AIM OF THE EXERCISE:
What lines in the entries below contain the word "side"? Copy all of them.

MATERIAL SHOWN:

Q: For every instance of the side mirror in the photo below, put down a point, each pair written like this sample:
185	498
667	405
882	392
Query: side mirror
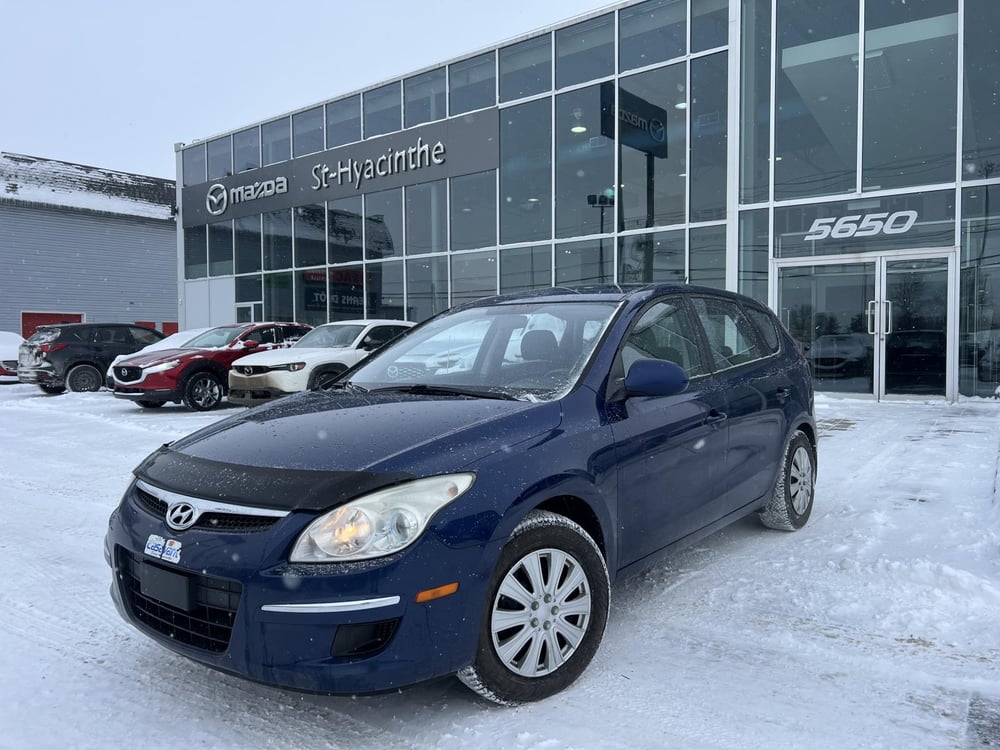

ANSWER TO THE EXERCISE:
Q: For every instance of the side mirror in the photo below, put down a point, each pair written like this sample:
Query: side mirror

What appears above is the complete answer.